* _Exercise aim_
Update the data below, changing every occurrence of "sample response" to "example output" and leaving everything else untouched.

Source data:
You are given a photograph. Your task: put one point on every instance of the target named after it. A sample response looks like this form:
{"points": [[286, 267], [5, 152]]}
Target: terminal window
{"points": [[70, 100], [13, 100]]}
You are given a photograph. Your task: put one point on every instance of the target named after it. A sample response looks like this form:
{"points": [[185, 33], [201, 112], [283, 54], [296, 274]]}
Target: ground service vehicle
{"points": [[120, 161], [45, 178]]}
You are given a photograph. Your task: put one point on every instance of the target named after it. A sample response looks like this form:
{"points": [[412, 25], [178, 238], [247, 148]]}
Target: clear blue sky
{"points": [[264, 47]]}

* _Task solution_
You are given a photograph. Your task: put one point on every instance of the target named after it. A example output looks like this form:
{"points": [[286, 267], [5, 152]]}
Target: terminal window
{"points": [[70, 100], [13, 100]]}
You are given a photograph. Your task: put one point on every instance of the target named after it. A example output looks like this form:
{"points": [[185, 33], [201, 112], [283, 54], [296, 274]]}
Target: ground service vehicle
{"points": [[120, 161], [45, 178]]}
You are given a photograph. Your task: put one point on every instance of the target named after it. A example output looks like this form:
{"points": [[412, 25], [178, 238], [247, 148]]}
Target: clear blue sky
{"points": [[264, 47]]}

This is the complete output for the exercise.